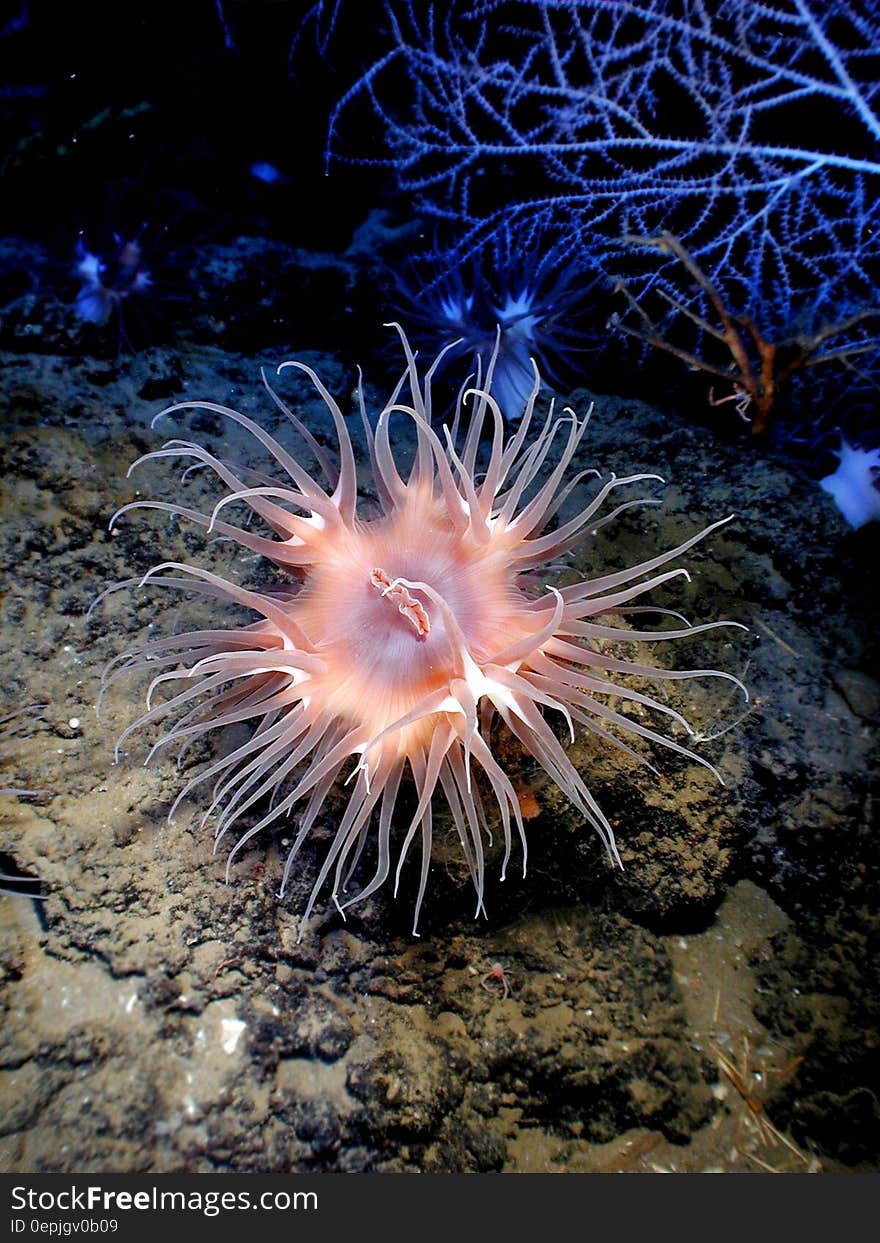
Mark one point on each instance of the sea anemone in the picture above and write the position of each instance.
(398, 638)
(106, 284)
(521, 296)
(855, 484)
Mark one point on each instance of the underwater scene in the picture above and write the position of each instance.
(440, 583)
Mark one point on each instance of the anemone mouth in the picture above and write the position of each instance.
(399, 640)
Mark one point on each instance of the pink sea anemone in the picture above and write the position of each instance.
(398, 638)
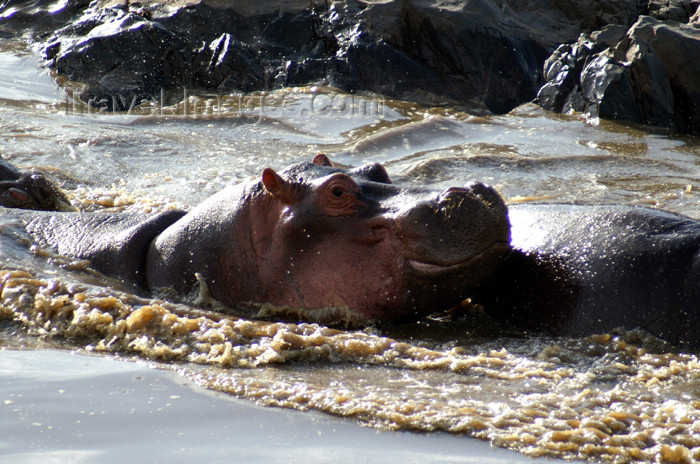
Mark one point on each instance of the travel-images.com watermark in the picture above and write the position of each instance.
(249, 107)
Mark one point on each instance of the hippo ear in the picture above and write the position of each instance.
(277, 186)
(322, 160)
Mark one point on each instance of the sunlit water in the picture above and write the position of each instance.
(616, 397)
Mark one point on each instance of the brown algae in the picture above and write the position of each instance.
(611, 398)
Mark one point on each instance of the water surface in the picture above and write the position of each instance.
(614, 397)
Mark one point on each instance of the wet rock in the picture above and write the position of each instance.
(37, 16)
(648, 75)
(672, 10)
(484, 54)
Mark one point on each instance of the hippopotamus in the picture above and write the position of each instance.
(30, 190)
(316, 236)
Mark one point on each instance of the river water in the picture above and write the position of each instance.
(619, 397)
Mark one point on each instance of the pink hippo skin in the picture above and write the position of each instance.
(316, 236)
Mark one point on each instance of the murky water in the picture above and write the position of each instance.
(615, 397)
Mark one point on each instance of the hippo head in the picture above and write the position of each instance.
(317, 236)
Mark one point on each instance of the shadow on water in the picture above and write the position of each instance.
(624, 396)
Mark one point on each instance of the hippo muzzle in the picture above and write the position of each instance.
(318, 236)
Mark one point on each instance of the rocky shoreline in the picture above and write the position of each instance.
(634, 60)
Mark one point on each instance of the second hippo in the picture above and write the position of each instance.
(316, 236)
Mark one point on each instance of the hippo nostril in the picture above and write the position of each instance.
(479, 190)
(454, 190)
(485, 191)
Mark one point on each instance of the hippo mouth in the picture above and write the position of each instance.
(427, 268)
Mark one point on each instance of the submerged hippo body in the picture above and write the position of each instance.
(316, 236)
(578, 269)
(30, 190)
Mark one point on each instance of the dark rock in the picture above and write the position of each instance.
(672, 10)
(484, 54)
(37, 16)
(650, 75)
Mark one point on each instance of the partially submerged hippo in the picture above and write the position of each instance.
(315, 236)
(30, 190)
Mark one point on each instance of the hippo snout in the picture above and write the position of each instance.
(454, 225)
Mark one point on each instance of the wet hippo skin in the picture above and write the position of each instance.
(30, 190)
(579, 269)
(316, 235)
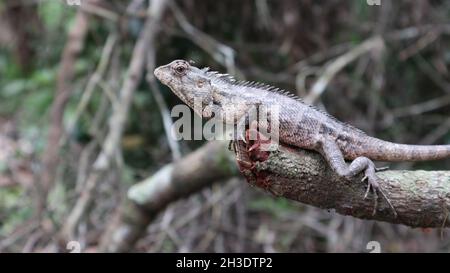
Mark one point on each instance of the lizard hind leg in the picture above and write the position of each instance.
(333, 155)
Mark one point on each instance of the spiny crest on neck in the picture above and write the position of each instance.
(228, 79)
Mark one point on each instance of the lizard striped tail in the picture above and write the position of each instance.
(381, 150)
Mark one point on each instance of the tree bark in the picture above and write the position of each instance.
(421, 198)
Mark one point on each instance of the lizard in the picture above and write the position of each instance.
(300, 125)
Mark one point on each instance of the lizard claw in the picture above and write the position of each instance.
(380, 169)
(373, 183)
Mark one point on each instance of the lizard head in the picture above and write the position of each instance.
(186, 81)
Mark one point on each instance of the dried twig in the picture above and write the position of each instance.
(372, 44)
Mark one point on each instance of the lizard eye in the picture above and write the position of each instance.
(180, 69)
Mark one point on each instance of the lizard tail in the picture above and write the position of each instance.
(381, 150)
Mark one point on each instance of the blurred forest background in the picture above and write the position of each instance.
(82, 118)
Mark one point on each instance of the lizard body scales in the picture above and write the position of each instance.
(300, 125)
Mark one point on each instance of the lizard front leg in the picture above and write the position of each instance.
(333, 155)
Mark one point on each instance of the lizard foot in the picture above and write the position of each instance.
(373, 183)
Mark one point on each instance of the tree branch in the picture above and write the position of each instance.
(208, 164)
(421, 198)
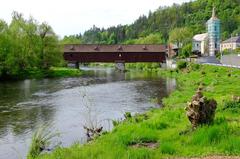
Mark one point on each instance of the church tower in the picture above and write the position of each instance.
(213, 28)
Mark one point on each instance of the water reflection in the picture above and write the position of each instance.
(24, 105)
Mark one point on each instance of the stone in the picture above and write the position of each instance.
(200, 110)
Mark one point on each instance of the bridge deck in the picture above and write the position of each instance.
(115, 53)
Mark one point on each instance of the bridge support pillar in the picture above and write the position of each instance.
(77, 65)
(120, 66)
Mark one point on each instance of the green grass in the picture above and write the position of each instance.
(169, 127)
┄┄┄┄┄┄┄┄┄┄┄┄┄┄┄┄┄┄┄┄
= WHAT YOU WILL DO =
The task calls for repeating each line above exactly while excluding the pictures.

= EXERCISE RESULT =
Mark one point on each instance of the sea anemone in the picture above and write the position of each instance.
(398, 638)
(106, 284)
(521, 296)
(855, 484)
Mark one point on each instance of the underwater scene in the picture above and write the position of each instance.
(440, 583)
Mark one point on each instance of the anemone mouth in the picture above and write the position of each instance.
(399, 640)
Mark one point on each instance of the pink sea anemone in the picture above and write the position of each instance.
(398, 638)
Mark one point on each instance of the travel-images.com watermark in the picture above and write the position of each instance.
(249, 107)
Mark one point on each instance of the hippo ear in the picture above and write the position of each instance.
(277, 186)
(322, 160)
Mark one point on each instance of the sunlit water in the picture above and write the position of each instance.
(616, 397)
Mark one point on each instance of the brown algae in the picture above and write the position of each instance.
(611, 398)
Mark one point on each instance of the water surface in the picture above and write the position of each instance.
(614, 397)
Mark one point on each instance of the wet rock in the picture above and write the position of each instance.
(37, 16)
(648, 75)
(672, 10)
(484, 54)
Mark one point on each instance of the hippopotamus in the picture above and write the position of each instance.
(30, 190)
(316, 236)
Mark one point on each instance of the river water in the picture above and write the position of each instance.
(619, 397)
Mark one point on each instance of the pink hippo skin in the picture above and write the position of each instance.
(316, 236)
Mark one point on each instance of the murky water in the picture above and write the position of each instance.
(615, 397)
Mark one point on each instance of the hippo head in the picture above and write the position of each instance.
(317, 236)
Mark one point on each instance of the shadow on water in the picture above and write the position of each instance.
(624, 396)
Mark one point on each instance of the hippo muzzle in the picture above and write the position of each instance.
(318, 236)
Mark one point on each instance of the rocky shoreline in the picture above and write the position of each instance.
(634, 60)
Mark one point on each instance of the second hippo in the picture above and write the position of each instance.
(316, 236)
Mark one point on each instance of the hippo nostril in the picture above and write the position of each instance.
(479, 190)
(454, 190)
(485, 191)
Mark one point on each instance of the hippo mouth in the picture above and write the position of each instance.
(427, 268)
Mark one point on each instance of the submerged hippo body in the picture above and write the position of each instance.
(316, 236)
(578, 269)
(30, 190)
Mark one point on each instance of the dark rock in the picture above and write the position of each instance.
(672, 10)
(484, 54)
(37, 16)
(650, 75)
Mark one point on each instance of the partially submerged hippo in the picture above and write the position of each instance.
(315, 236)
(30, 190)
Mark one point on each instance of the hippo snout in the picture above and write the position of each instance.
(454, 225)
Mark one point on each instance of the wet hippo skin in the picture above and write the position of each instance.
(30, 190)
(579, 269)
(316, 235)
Mark one point on each instance of the lizard hind leg in the picture above and write the position of each instance.
(333, 155)
Mark one point on each instance of the spiny crest on neck in the picture above and write the position of each instance.
(228, 79)
Mark one point on each instance of the lizard striped tail in the picture above and write the position of each instance.
(381, 150)
Mark one point on each instance of the tree bark in the picture above and write the position of each instance.
(421, 198)
Mark one point on each instance of the lizard in the picture above and write the position of each instance.
(300, 125)
Mark one point on each instance of the lizard claw in the picture above and write the position of each instance.
(380, 169)
(373, 183)
Mark one point on each instance of the lizard head in the picture above and write the position of each instance.
(186, 81)
Mark one point on each instance of the dried twig in the picture above and write the position of each instance.
(372, 44)
Mark one point on each instance of the lizard eye in the picture above and write the position of each instance.
(180, 69)
Mark one point on each instance of the lizard tail in the picture above and write the position of each instance.
(381, 150)
Mark one point on each instance of the blurred forest background in the picture above and write the position of each instance.
(82, 118)
Mark one point on each instance of the lizard body scales in the picture above and write the position of each instance.
(300, 125)
Mark one point on each instance of the lizard front leg in the picture above and write the position of each instance.
(333, 155)
Mark one point on each instance of the lizard foot in the picture above and write the position of each instance.
(373, 183)
Mark one point on each instance of the tree branch in the picture above and write the position of each instance.
(208, 164)
(421, 198)
Mark one point on each instance of the church tower in the picture above and write the position of each instance.
(213, 28)
Mark one point on each instance of the water reflection in the picture above and write the position of each instance.
(24, 105)
Mark one point on each instance of the stone in the picture above and write the position of each instance.
(200, 110)
Mark one point on each instance of the bridge deck in the picture above and write the position of each instance.
(115, 53)
Mark one point on each instance of the bridge support pillar in the picture above and write the position of each instance.
(77, 65)
(120, 66)
Mark one point on each instance of the green grass in the picture above and write the position of each instance.
(169, 127)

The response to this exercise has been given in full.